* [What to do]:
Each line of the material must be returned exactly.

------ Data supplied

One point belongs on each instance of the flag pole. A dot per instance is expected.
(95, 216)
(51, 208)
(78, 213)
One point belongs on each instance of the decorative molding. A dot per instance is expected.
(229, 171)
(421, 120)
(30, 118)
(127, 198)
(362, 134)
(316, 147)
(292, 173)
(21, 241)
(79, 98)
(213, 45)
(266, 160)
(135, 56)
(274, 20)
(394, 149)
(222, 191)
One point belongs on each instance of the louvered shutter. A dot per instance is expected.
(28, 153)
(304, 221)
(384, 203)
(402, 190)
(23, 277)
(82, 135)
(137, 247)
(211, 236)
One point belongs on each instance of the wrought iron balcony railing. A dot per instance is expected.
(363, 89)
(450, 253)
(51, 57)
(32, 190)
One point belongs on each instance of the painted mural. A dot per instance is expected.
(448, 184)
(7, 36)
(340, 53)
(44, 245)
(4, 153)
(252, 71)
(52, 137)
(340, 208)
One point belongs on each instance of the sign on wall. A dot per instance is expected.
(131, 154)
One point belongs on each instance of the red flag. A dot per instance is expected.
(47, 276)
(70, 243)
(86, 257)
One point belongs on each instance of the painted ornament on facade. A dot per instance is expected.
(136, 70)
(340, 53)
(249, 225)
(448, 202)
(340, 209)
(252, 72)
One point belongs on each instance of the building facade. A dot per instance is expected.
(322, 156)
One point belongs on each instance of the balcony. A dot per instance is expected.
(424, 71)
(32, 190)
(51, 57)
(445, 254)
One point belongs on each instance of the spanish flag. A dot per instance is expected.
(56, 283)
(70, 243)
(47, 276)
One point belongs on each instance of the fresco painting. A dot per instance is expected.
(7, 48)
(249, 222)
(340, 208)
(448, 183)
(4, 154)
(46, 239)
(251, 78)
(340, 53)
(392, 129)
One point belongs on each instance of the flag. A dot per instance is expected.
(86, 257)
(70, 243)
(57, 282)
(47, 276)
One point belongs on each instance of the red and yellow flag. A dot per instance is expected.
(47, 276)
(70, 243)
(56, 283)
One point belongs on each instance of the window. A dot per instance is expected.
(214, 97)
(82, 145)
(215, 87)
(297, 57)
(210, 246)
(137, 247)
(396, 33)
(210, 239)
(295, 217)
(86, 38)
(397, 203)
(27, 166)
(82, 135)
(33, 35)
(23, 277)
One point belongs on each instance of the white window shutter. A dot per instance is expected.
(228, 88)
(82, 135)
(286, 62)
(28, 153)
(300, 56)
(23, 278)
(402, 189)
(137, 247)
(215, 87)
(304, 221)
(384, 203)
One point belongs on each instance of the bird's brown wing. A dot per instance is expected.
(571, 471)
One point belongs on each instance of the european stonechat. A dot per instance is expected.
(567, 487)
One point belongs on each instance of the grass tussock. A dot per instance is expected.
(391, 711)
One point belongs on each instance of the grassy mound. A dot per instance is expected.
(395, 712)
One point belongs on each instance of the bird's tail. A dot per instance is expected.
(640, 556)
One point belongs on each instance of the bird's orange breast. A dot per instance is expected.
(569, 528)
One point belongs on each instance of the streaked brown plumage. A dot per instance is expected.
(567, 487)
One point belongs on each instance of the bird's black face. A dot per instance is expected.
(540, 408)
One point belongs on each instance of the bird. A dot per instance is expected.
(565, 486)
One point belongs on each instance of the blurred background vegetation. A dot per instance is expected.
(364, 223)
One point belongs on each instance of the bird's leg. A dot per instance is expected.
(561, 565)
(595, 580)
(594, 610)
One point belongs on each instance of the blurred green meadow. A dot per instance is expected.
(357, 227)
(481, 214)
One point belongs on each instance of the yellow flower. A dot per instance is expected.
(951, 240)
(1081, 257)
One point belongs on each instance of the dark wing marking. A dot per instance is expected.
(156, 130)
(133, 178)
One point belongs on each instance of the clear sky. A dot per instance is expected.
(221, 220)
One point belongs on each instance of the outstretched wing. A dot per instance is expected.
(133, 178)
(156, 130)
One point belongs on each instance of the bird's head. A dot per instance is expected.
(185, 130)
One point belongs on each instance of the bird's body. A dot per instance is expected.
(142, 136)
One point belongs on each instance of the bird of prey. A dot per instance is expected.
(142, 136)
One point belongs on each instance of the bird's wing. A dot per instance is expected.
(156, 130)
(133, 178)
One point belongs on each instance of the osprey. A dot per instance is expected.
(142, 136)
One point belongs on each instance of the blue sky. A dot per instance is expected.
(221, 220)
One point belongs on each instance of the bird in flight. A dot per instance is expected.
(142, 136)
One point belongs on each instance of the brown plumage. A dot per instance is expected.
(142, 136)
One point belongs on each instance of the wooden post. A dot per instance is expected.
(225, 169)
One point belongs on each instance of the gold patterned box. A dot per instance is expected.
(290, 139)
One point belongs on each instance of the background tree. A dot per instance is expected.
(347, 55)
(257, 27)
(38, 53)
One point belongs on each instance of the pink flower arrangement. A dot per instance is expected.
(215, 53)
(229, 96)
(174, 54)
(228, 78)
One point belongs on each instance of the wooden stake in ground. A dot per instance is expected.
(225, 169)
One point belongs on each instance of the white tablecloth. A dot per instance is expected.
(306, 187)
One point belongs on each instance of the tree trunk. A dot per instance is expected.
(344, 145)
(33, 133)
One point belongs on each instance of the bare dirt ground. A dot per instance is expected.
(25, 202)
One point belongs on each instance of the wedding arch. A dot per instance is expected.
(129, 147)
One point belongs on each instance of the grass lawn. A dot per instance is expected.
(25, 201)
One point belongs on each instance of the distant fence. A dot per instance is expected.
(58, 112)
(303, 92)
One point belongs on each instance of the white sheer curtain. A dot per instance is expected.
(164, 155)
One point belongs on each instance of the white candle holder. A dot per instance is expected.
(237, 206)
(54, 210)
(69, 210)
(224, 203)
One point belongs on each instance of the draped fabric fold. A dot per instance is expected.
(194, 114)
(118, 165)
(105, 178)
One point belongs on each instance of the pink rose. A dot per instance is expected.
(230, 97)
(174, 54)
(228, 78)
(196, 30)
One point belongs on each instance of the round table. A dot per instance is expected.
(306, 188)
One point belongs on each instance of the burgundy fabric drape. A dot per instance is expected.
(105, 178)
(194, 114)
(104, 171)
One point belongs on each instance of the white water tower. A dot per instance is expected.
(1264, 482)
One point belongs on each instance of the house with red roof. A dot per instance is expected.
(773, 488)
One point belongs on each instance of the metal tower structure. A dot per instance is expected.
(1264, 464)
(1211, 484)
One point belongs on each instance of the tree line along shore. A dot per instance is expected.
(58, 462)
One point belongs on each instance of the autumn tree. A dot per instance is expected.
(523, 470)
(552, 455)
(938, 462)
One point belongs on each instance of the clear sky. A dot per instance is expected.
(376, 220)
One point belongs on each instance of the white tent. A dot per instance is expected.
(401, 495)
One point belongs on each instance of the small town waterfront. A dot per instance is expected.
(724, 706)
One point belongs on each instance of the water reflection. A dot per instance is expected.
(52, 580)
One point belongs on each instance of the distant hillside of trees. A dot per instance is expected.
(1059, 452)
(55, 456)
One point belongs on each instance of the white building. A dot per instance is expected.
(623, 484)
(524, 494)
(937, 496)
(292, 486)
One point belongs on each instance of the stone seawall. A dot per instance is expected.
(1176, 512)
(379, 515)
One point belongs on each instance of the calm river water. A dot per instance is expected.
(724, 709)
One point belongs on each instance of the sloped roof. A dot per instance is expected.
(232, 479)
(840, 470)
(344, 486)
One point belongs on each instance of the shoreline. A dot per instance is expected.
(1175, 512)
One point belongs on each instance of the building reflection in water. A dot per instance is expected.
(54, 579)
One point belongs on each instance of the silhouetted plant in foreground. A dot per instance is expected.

------------

* [Right answer]:
One point belongs on each instance of the flag pole. A dot per instance is expected.
(95, 216)
(51, 208)
(78, 213)
One point belongs on each instance of the decorative molding. A dot per instance is expected.
(229, 171)
(421, 120)
(30, 118)
(127, 198)
(362, 134)
(316, 147)
(292, 173)
(21, 241)
(79, 98)
(213, 45)
(266, 160)
(135, 56)
(274, 20)
(394, 149)
(222, 191)
One point belongs on each instance of the louvered shutter. A dot per instance is expected.
(28, 153)
(304, 221)
(384, 203)
(402, 190)
(23, 277)
(82, 135)
(137, 247)
(211, 236)
One point belongs on each instance of the wrought iron balcony railing. A dot per instance is expected.
(363, 89)
(450, 253)
(51, 57)
(32, 190)
One point belongs on each instance of the painted mural. A dot per instance is expected.
(448, 184)
(7, 36)
(340, 53)
(44, 245)
(4, 153)
(252, 71)
(52, 137)
(340, 208)
One point belongs on each instance of the sign on wall. A dot per instance is expected.
(131, 154)
One point belongs on each instance of the red flag. A dot per instance is expected.
(47, 276)
(70, 243)
(86, 257)
One point belongs on each instance of the painted ornament on facade. A dot per instance is expected.
(136, 70)
(340, 53)
(249, 225)
(448, 202)
(340, 209)
(252, 72)
One point belongs on each instance of the building facade. A dot per instance is expected.
(322, 156)
One point belongs on each instance of the balcony. A dot per instance is expected.
(424, 71)
(32, 190)
(51, 57)
(445, 254)
One point belongs on each instance of the spanish flag. A dot per instance is expected.
(56, 283)
(70, 243)
(47, 276)
One point belongs on each instance of the fresco painting. A dot per instance is expected.
(7, 48)
(249, 222)
(340, 208)
(448, 183)
(4, 154)
(46, 239)
(251, 78)
(340, 53)
(392, 129)
One point belongs on each instance of the flag. A dot per instance is expected.
(86, 257)
(70, 243)
(57, 282)
(47, 276)
One point belongs on each instance of the red and yellow flag. A dot per instance is expected.
(47, 276)
(70, 243)
(56, 283)
One point belongs on each instance of the window. A dot per instance is expected.
(214, 97)
(82, 145)
(215, 87)
(297, 57)
(210, 246)
(137, 247)
(396, 33)
(210, 239)
(295, 217)
(86, 38)
(397, 203)
(27, 166)
(82, 135)
(33, 35)
(23, 277)
One point belongs on each instance of the white window shutter. A dot per instance is expected.
(228, 88)
(82, 135)
(286, 62)
(28, 153)
(300, 56)
(23, 278)
(402, 189)
(137, 247)
(215, 87)
(304, 221)
(384, 203)
One point belongs on each instance of the bird's brown wing. A dot per instance is expected.
(571, 471)
One point belongs on each instance of the european stonechat. A dot per instance is expected.
(567, 487)
One point belongs on each instance of the grass tussock. A dot per instance is expected.
(391, 711)
One point belongs on each instance of the grassy mound. A dot per instance is expected.
(395, 712)
One point belongs on each instance of the bird's tail. A dot per instance is expected.
(640, 556)
One point belongs on each instance of the bird's orange breast. A dot per instance is expected.
(569, 528)
One point belongs on each instance of the streaked brown plumage. A dot per instance is expected.
(567, 487)
One point belongs on each instance of the bird's black face. A dot per instance is expected.
(540, 408)
One point belongs on each instance of the bird. A dot per instance is expected.
(565, 486)
One point belongs on each instance of the blurred background vegetation. A dot per instance is expected.
(364, 223)
One point belongs on each instance of the bird's leg. A dot per instance is expected.
(561, 565)
(595, 580)
(594, 610)
One point belongs on each instance of the blurred green meadow. A dot per instance is expected.
(357, 227)
(481, 214)
One point belongs on each instance of the yellow flower. A dot per instance is expected.
(951, 240)
(1081, 257)
One point belongs on each instance of the dark wing marking. A dot per instance is expected.
(156, 130)
(133, 178)
One point belongs on each instance of the clear sky. A dot per instance is expected.
(221, 220)
One point belongs on each instance of the outstretched wing. A dot per instance is expected.
(133, 178)
(156, 130)
One point belongs on each instance of the bird's head. A dot per instance is expected.
(185, 130)
One point belongs on each instance of the bird's body. A dot per instance is expected.
(142, 136)
One point belongs on each instance of the bird of prey. A dot per instance is expected.
(142, 136)
One point belongs on each instance of the bird's wing. A dot per instance is expected.
(156, 130)
(133, 178)
One point belongs on each instance of the osprey. A dot per instance is expected.
(142, 136)
One point belongs on each instance of the blue sky. A dot per instance is expected.
(221, 220)
One point belongs on each instance of the bird in flight. A dot per instance is expected.
(142, 136)
One point belongs on each instance of the brown plumage. A dot per instance is expected.
(142, 136)
One point belongs on each instance of the wooden post. A dot per instance is expected.
(225, 169)
One point belongs on each instance of the gold patterned box. A dot per instance is expected.
(290, 139)
One point belongs on each instance of the background tree. A dot per instance is expected.
(347, 55)
(257, 27)
(38, 53)
One point belongs on each instance of the pink flower arrangement. A dot per instance is expected.
(215, 53)
(229, 96)
(174, 54)
(228, 78)
One point belongs on each instance of the wooden stake in ground. A dot per instance is expected.
(225, 169)
One point belongs on each instance of the white tablecloth. A dot per instance is expected.
(306, 187)
One point belongs on each instance of the tree trunk. A dot per instance is expected.
(344, 145)
(33, 133)
One point belongs on each instance of the bare dirt ground. A dot per instance is expected.
(25, 202)
One point belongs on each instance of the wedding arch. A dot per instance is expected.
(129, 147)
One point belongs on each instance of the grass lawn. A dot per instance is expected.
(25, 201)
One point belongs on each instance of the distant fence. A dot per instance is expected.
(58, 112)
(303, 92)
One point belongs on each instance of the white sheer curtain. A dot per instance is expected.
(164, 155)
One point belongs on each instance of the white candle holder. A dot per instance is expected.
(237, 206)
(54, 210)
(69, 210)
(224, 203)
One point belongs on each instance of the draped fabric fold. A dot per instance is expected.
(194, 114)
(118, 165)
(105, 178)
One point belongs on each instance of the pink rose. A dot per instance is expected.
(230, 97)
(174, 54)
(228, 78)
(196, 30)
One point belongs on each instance of the round table. A dot per instance is expected.
(306, 188)
One point belongs on each instance of the burgundy fabric drape. A dot per instance is expected.
(105, 178)
(194, 114)
(104, 171)
One point belongs on each instance of the white water tower. A dot per instance is expected.
(1264, 482)
One point belongs on each instance of the house with red roof. A dot per instance is expected.
(773, 488)
One point belongs on each instance of the metal tower structure. A dot per instance is expected.
(1264, 464)
(1211, 484)
One point belongs on each instance of the tree line along shore. A dot per instance is expected.
(58, 462)
One point belongs on each instance of the autumn tree. A dot per instance is expected.
(523, 470)
(552, 455)
(938, 462)
One point belongs on each instance of the clear sky. A dot per instance is expected.
(376, 220)
One point belongs on each instance of the white tent. A dot per instance is expected.
(401, 495)
One point belongs on each instance of the small town waterfront. A dot per instance is expected.
(724, 706)
One point belongs on each instance of the water reflection. A dot per instance is expected.
(52, 580)
One point belongs on each instance of the distant hillside of trees. A dot per instance is expected.
(1059, 452)
(55, 456)
One point belongs on each instance of the white building. A dot per instance is expected.
(623, 484)
(524, 494)
(937, 496)
(292, 486)
One point belongs on each instance of the stone seawall. A dot per instance is expected.
(1176, 512)
(379, 515)
One point belongs on each instance of the calm river water. A dot per instance is expected.
(724, 709)
One point belongs on each instance of the sloped roof. A dot per instance is expected.
(232, 479)
(840, 470)
(344, 486)
One point belongs on each instance of the shoreline. A dot per instance is expected.
(1175, 512)
One point belongs on each instance of the building reflection in water. A dot per instance is expected.
(54, 579)
One point belongs on each instance of the silhouetted plant in foreground. A dot per instance is expected.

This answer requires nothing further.